TASK TO CARRY OUT:
Please transcribe the interview excerpt about travel, beginning at the words "Interviewer: If you" and stopping after "of my time.".

TEXT SEGMENT:
Braverman: That was exciting. I went by myself but I hooked up with the other three Jews on the trip. Somehow the Jews seem to come together. We traveled as a unit and had a wonderful time. We were in Tokyo and in Osaka and then traveled to some islands around there. It was very interesting because I was still young enough to be dumb enough to think I could take a trip like that alone. But it worked out fine. I was a widow at that time. This was a couple of years after Al died in 1979. I think the trip was in 1981 or 1982. I had always wanted to go to Japan, and I did and enjoyed it. I would like to go back to Asia. That is my favorite part of the continent. We took some great trips with the synagogue. A couple to Israel, and then we went to Warsaw and some other countries with Rabbi Ungar. We went to Budapest. There were only about 14 of us, and people got very close. It was a wonderful 10-day trip and was really fun. Then we went to Cuba which was also a great trip. I used to like to travel, but I don’t want to travel anymore. It is too hard and is not fun anymore. The airports drive me nuts.
Interviewer: If you had a favorite place to go, where would it be?
Braverman: My favorite place is Columbus. I am very happy with my house. I’ve got it the way I want it and I feel very secure here. Hopefully, my health will permit me to stay here for the rest of my time.

MATERIAL PROVIDED:
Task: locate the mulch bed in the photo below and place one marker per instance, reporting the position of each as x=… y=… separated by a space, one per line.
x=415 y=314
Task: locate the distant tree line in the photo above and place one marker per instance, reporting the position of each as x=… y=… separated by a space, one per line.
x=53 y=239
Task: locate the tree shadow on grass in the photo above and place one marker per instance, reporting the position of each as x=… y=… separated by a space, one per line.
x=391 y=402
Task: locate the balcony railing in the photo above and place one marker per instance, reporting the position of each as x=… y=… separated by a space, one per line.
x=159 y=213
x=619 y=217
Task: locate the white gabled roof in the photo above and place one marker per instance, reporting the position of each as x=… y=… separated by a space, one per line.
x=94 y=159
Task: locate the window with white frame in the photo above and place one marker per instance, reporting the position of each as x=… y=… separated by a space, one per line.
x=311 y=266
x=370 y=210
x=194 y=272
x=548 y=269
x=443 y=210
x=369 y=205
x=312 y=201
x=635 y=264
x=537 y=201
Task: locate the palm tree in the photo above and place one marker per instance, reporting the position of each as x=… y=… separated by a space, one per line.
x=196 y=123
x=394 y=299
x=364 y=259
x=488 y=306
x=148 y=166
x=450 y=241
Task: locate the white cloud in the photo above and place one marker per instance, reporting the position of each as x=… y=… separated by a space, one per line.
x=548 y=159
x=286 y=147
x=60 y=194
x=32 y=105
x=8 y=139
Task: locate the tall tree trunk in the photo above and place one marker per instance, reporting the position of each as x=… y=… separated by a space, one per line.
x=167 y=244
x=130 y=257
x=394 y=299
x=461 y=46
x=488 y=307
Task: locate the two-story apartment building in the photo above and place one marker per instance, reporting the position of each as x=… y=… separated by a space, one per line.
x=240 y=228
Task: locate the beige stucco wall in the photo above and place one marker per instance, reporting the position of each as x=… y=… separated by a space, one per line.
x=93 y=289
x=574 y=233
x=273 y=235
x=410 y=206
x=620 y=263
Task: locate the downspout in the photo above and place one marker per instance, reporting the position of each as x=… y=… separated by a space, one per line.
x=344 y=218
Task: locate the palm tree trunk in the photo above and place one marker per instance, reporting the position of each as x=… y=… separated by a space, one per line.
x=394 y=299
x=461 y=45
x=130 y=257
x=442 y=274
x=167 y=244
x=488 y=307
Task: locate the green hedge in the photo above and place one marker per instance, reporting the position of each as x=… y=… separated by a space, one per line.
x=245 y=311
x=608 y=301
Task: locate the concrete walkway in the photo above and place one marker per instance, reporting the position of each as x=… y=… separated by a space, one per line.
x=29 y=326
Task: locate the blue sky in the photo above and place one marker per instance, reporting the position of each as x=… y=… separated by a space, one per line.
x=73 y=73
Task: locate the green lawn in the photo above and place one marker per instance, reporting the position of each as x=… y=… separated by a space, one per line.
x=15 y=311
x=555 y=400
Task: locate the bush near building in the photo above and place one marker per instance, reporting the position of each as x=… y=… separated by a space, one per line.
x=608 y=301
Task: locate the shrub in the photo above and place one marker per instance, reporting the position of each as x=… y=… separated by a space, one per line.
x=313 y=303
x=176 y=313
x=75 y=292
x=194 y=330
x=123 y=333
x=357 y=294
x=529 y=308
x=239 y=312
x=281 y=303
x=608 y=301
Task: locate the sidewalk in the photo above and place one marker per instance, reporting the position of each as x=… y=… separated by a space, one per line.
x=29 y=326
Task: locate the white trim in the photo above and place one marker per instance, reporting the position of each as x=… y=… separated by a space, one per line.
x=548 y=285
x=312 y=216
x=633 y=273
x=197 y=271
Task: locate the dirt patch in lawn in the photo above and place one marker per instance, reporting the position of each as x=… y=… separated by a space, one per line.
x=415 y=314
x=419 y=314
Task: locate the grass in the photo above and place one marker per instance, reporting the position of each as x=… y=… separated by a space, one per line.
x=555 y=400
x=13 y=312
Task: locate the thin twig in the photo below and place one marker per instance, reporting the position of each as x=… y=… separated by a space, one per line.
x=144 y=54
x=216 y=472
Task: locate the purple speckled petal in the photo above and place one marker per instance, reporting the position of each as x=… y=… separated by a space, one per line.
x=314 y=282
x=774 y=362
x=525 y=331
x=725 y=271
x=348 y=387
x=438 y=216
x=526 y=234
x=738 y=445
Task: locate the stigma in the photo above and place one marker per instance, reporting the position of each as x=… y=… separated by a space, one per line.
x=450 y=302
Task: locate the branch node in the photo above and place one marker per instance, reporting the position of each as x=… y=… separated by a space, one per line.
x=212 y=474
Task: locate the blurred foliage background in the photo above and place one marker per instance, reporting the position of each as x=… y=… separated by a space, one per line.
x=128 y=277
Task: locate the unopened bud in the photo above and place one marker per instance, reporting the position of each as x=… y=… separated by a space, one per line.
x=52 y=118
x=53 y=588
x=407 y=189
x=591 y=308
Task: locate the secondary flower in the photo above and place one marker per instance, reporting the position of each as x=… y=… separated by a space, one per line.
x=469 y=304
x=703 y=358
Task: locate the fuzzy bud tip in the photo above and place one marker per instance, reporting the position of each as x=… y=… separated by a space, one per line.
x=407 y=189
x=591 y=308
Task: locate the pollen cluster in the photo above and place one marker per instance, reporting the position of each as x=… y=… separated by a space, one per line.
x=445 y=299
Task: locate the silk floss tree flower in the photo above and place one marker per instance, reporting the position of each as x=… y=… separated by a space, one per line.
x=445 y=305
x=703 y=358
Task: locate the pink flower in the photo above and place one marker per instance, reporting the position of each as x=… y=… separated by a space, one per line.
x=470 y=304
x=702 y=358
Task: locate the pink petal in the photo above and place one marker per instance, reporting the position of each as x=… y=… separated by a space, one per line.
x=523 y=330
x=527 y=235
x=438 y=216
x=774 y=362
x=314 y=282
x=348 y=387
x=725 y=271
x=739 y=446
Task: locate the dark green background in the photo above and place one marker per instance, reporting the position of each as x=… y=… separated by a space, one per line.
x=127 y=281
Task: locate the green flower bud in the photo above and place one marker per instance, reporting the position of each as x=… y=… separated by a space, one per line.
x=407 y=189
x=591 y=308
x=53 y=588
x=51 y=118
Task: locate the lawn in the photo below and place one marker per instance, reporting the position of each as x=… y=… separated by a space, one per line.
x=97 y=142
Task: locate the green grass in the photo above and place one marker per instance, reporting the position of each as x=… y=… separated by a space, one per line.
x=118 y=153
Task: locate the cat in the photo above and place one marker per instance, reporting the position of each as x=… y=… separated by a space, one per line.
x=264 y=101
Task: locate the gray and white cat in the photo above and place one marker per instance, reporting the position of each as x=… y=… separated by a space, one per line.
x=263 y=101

RESULT BELOW:
Interviewer: If you had a favorite place to go, where would it be?
Braverman: My favorite place is Columbus. I am very happy with my house. I’ve got it the way I want it and I feel very secure here. Hopefully, my health will permit me to stay here for the rest of my time.